Directions for this task –
Output a faithful copy of the entries, every picture removed.

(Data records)
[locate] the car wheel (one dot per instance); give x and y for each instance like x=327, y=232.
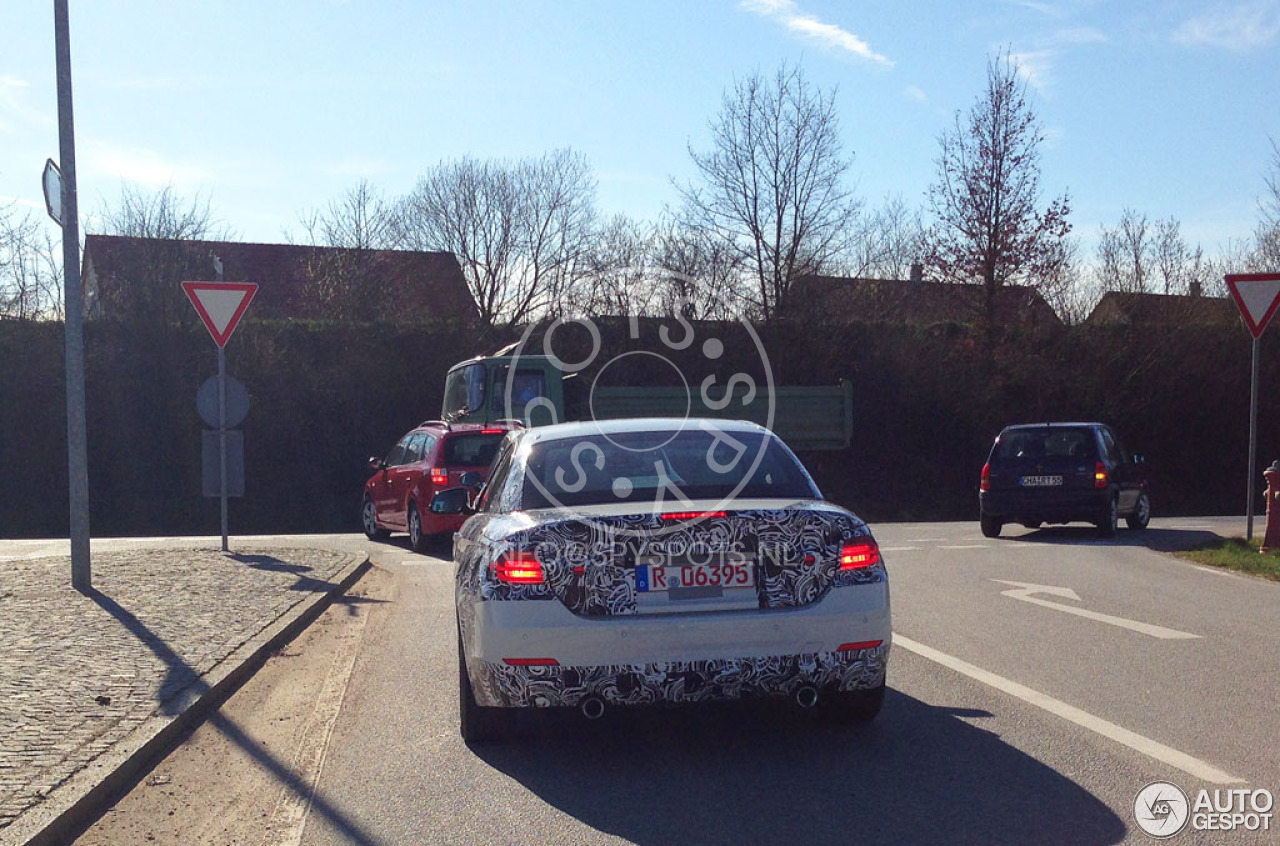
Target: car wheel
x=1110, y=520
x=476, y=723
x=1141, y=515
x=853, y=707
x=369, y=520
x=416, y=540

Result of this exercise –
[locate] the car wheel (one dot per instance); give x and y for each instance like x=327, y=232.
Target: car wheel
x=1110, y=520
x=476, y=723
x=1141, y=515
x=853, y=707
x=369, y=520
x=416, y=540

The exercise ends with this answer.